▶ **ROWS**:
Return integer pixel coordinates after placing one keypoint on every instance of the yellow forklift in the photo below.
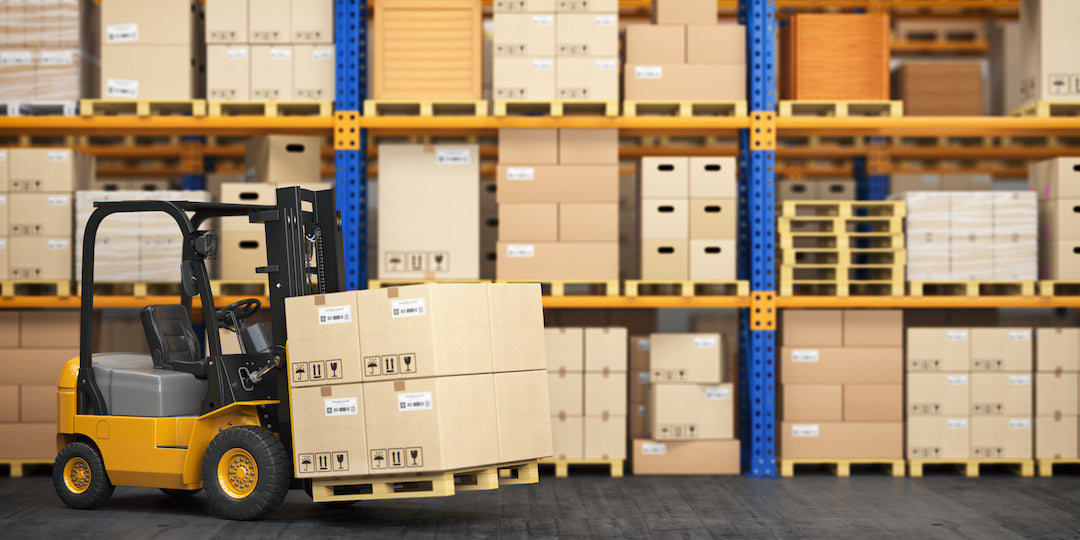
(178, 419)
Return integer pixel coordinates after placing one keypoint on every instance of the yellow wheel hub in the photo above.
(237, 473)
(77, 475)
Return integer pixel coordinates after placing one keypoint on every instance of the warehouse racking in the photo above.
(991, 151)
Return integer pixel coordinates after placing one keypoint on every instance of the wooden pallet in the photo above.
(426, 108)
(841, 108)
(841, 467)
(686, 288)
(270, 108)
(971, 288)
(143, 107)
(563, 466)
(970, 467)
(555, 108)
(683, 109)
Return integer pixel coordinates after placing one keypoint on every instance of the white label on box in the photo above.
(335, 314)
(453, 157)
(956, 423)
(521, 251)
(341, 406)
(718, 393)
(121, 88)
(521, 174)
(121, 34)
(649, 72)
(415, 401)
(408, 307)
(653, 448)
(704, 342)
(957, 380)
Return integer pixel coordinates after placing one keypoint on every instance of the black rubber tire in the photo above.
(99, 488)
(272, 466)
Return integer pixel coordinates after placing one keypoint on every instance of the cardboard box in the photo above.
(656, 43)
(939, 394)
(524, 414)
(841, 440)
(678, 412)
(849, 365)
(1001, 437)
(528, 223)
(812, 327)
(687, 358)
(812, 403)
(686, 457)
(939, 437)
(939, 350)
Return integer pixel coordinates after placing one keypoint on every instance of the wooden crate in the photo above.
(428, 50)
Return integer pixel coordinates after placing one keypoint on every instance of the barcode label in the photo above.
(335, 314)
(415, 401)
(409, 307)
(341, 406)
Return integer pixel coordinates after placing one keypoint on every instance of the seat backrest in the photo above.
(173, 342)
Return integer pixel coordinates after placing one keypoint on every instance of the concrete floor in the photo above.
(591, 505)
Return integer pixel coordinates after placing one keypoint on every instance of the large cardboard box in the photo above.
(686, 457)
(841, 440)
(678, 412)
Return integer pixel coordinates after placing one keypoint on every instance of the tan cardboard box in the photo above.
(687, 358)
(566, 349)
(605, 436)
(586, 35)
(524, 415)
(812, 403)
(939, 437)
(1055, 437)
(528, 223)
(812, 327)
(847, 365)
(939, 394)
(678, 412)
(656, 43)
(1001, 437)
(874, 327)
(589, 223)
(518, 147)
(568, 436)
(558, 184)
(874, 403)
(841, 440)
(686, 457)
(939, 350)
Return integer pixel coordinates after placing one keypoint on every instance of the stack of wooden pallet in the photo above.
(841, 247)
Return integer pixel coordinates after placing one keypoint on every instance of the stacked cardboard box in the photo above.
(396, 380)
(835, 56)
(971, 235)
(969, 393)
(558, 204)
(841, 376)
(270, 50)
(566, 51)
(429, 212)
(34, 347)
(1056, 184)
(1056, 389)
(689, 409)
(689, 218)
(586, 373)
(152, 50)
(685, 55)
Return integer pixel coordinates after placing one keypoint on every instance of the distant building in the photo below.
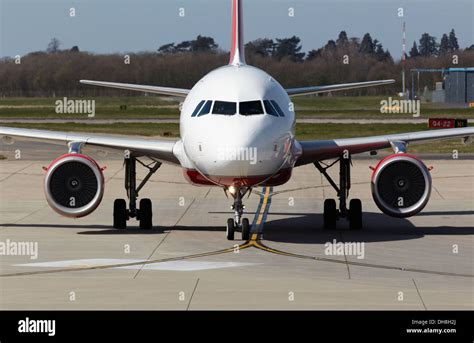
(459, 85)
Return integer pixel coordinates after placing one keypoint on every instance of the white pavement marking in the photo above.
(170, 266)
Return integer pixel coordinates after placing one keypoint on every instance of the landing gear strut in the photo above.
(331, 213)
(237, 222)
(144, 213)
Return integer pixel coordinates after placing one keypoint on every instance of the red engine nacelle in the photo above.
(401, 185)
(74, 185)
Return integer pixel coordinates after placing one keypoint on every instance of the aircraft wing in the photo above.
(180, 92)
(159, 149)
(318, 150)
(333, 88)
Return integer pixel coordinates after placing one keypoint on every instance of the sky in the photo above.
(122, 26)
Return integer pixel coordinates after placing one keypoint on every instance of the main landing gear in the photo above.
(237, 223)
(331, 213)
(144, 212)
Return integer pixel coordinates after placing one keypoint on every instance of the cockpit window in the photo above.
(270, 109)
(198, 107)
(206, 108)
(277, 107)
(249, 108)
(224, 107)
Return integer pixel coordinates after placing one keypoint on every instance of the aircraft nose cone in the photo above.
(237, 155)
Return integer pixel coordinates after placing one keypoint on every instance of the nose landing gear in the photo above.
(237, 223)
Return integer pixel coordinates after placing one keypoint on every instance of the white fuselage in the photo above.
(236, 149)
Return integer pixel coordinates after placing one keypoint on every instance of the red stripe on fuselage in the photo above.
(194, 177)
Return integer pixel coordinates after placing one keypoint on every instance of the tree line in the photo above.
(55, 72)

▶ **EXERCISE DESCRIPTION**:
Leave out the pictures and restate everything else word for word.

▶ **SOLUTION TO THE PROBLEM**:
Return integer pixel coordinates after placing one keypoint on every instance of the yellow forklift in the photo below.
(178, 419)
Return integer pixel coordinates after placing one keypoint on every instance of the yellow wheel hub in the photo above.
(237, 473)
(77, 475)
Return integer pixel coordinates after placing one keypoint on every instance of the warehouse racking in the photo above.
(991, 151)
Return integer pixel coordinates after placing one keypoint on every instance of the wooden pallet in the photo above.
(426, 108)
(841, 108)
(841, 467)
(686, 288)
(270, 108)
(971, 288)
(143, 107)
(563, 466)
(970, 467)
(555, 108)
(683, 109)
Return integer pixel coordinates after placing one keypoint on every instance of the white label on box in the photo above.
(335, 314)
(453, 157)
(956, 423)
(521, 251)
(341, 406)
(718, 393)
(121, 88)
(521, 174)
(121, 34)
(649, 72)
(415, 401)
(408, 307)
(653, 448)
(704, 342)
(957, 380)
Return integer pixel coordinates after placing one keypoint on every instance of the black rubber tire in the photo above.
(99, 488)
(272, 466)
Return integer pixel coordinates after placing one keypoint on every instance of the cardboard box in the photo above.
(656, 43)
(939, 394)
(524, 414)
(841, 440)
(678, 412)
(849, 365)
(1001, 437)
(528, 223)
(812, 327)
(687, 358)
(812, 403)
(686, 457)
(939, 437)
(939, 350)
Return integer pixel coordinates after placing one keypoint on every instance of the wooden crate in the photo above.
(428, 50)
Return integer pixel coordinates after placing one keypoint on every instance of the barcode label in the photo above.
(335, 314)
(415, 401)
(409, 307)
(341, 406)
Return integer pixel coordinates after placing one keypoint on every instance of the seat backrest in the photo above.
(173, 342)
Return integer pixel coordinates after placing one keypoint on every instance of the concrete floor in the photo above.
(591, 505)
Return integer pixel coordinates after placing one keypoint on every instance of the large cardboard box in the photo above.
(686, 457)
(841, 440)
(678, 412)
Return integer pixel coordinates after placing one keypoint on every instance of the tan cardboard box in the photo above.
(687, 358)
(566, 349)
(605, 436)
(586, 35)
(524, 415)
(812, 403)
(939, 437)
(1055, 437)
(528, 223)
(812, 327)
(847, 365)
(939, 394)
(678, 412)
(656, 43)
(1001, 437)
(874, 327)
(589, 223)
(518, 147)
(568, 436)
(558, 184)
(874, 403)
(841, 440)
(686, 457)
(939, 350)
Return integer pixel coordinates after placing one keypoint on every instance of the stack of wooden pallet in the photo above.
(841, 247)
Return integer pixel coordinates after placing one keypoint on every instance of the stacked cardboard box in the photo above.
(396, 380)
(835, 56)
(971, 235)
(969, 393)
(558, 204)
(841, 376)
(270, 50)
(566, 51)
(429, 212)
(34, 347)
(1056, 184)
(1056, 389)
(689, 409)
(689, 218)
(586, 373)
(152, 50)
(685, 55)
Return integer pixel coordinates after placing one keypoint on every instance of the distant building in the photo below.
(459, 85)
Return integer pixel coordinates after placing one keypoint on every instance of the white pavement marking in the photo above.
(170, 266)
Return integer pixel coordinates after placing one keypoint on every instance of the landing gear strut in the photo above.
(331, 213)
(237, 222)
(144, 213)
Return integer pixel coordinates after placing one keypoint on every instance of the red engine nacelle in the photo above.
(401, 185)
(74, 185)
Return integer pixel coordinates after placing one keypoint on every instance of the aircraft wing in the photo above.
(180, 92)
(159, 149)
(318, 150)
(333, 88)
Return integer pixel coordinates after placing one keypoint on every instance of the sky in the photo above.
(122, 26)
Return integer pixel coordinates after placing one keypoint on every instance of the main landing gear in the photo above.
(237, 223)
(331, 213)
(144, 212)
Return integer pixel coordinates after placing one keypoint on every instance of the cockpit window in the photo above.
(270, 109)
(198, 107)
(206, 108)
(277, 107)
(249, 108)
(224, 107)
Return integer pixel coordinates after placing one keypoint on every instance of the aircraft nose cone in the photo above.
(237, 155)
Return integer pixel coordinates after placing one keypoint on every instance of the nose landing gear in the photo above.
(237, 223)
Return integer pixel coordinates after placing one keypoint on every instance of the white fuselage in the photo above.
(236, 149)
Return integer pixel coordinates after placing one keypoint on every instance of the red stripe on fuselage in the photo above.
(194, 177)
Return integer pixel coordinates after placing one keypoint on every instance of the tree line in the photo above.
(55, 72)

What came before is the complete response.